*WHAT IS REQUIRED*
Report each line of the records where "point" occurs.

*Saved entries*

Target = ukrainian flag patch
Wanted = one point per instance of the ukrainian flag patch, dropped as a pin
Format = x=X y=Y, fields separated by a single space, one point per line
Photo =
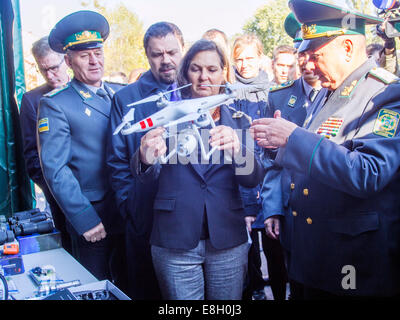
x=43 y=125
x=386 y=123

==

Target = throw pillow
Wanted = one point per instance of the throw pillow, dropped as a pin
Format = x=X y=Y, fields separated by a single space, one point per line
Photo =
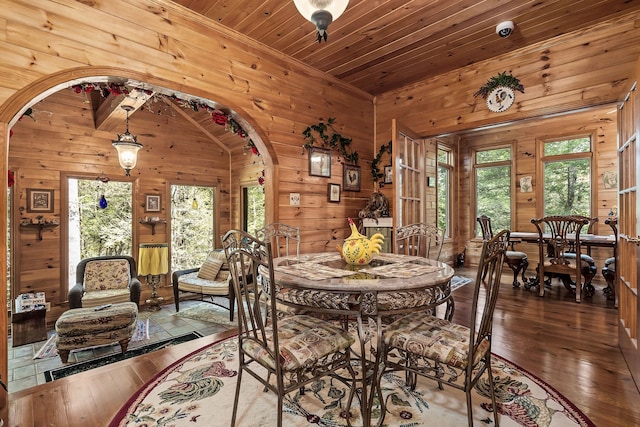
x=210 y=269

*TASK OUTPUT*
Wanted = one point per instance of the ukrainian flag patch, dropped as a pin
Format = x=X y=Y, fields separated by a single space, one point per line
Wanted = one point per instance of the throw pillow, dropped as a pin
Format = x=X y=Y, fields separated by a single space, one point per line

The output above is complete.